**Request:**
Copy every line of the entries below, requests included, and scale each point coordinate in the answers by 1.2, rounding to whole numbers with halves rounded up.

**Records shown:**
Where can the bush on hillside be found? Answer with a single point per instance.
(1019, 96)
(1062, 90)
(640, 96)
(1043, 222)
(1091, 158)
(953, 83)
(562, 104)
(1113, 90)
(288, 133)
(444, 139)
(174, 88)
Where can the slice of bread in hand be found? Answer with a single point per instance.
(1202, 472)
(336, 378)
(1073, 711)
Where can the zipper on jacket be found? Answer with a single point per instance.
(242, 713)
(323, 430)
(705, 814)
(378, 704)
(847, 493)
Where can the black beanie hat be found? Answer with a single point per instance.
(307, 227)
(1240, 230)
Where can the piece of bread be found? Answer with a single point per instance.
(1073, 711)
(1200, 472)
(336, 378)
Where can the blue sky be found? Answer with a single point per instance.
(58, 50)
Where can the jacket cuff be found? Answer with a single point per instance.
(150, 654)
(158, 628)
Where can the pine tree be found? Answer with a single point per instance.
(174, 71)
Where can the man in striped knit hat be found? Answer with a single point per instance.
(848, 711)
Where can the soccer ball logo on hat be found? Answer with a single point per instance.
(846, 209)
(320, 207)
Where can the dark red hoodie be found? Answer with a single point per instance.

**Exercise solution:**
Where can the bush on hillside be found? Answer with a single point per instance.
(1223, 115)
(1274, 108)
(768, 115)
(1252, 266)
(1309, 190)
(1144, 100)
(674, 125)
(1336, 108)
(346, 160)
(533, 167)
(209, 106)
Where can the slice of bread in hand be found? Answer with a single point per instance.
(1442, 566)
(403, 454)
(1288, 853)
Where can the zipper on jacket be found? Answer with a single point per instance.
(290, 856)
(388, 516)
(846, 977)
(454, 845)
(1016, 592)
Where can the black beanie hat be found? Answer with a single point per instance.
(368, 272)
(1488, 276)
Where can the piece of bread be found? Answer with a single point per instance.
(1288, 853)
(1440, 566)
(403, 454)
Where can the blue sky be found? Answer with a single point per instance.
(70, 60)
Where can the jacket cuff be found? Answer with a single point per instance.
(180, 785)
(190, 754)
Where can the pine tree be found? Answer with a single point per instance.
(209, 85)
Where can the man in striped knit hat be found? Answer with a single point per instance.
(1018, 853)
Where can the soccer ball logo on hat be found? Answer with a single point per instance.
(1015, 251)
(384, 248)
Where can the dark red hoodie be found? Answer with a single point per instance.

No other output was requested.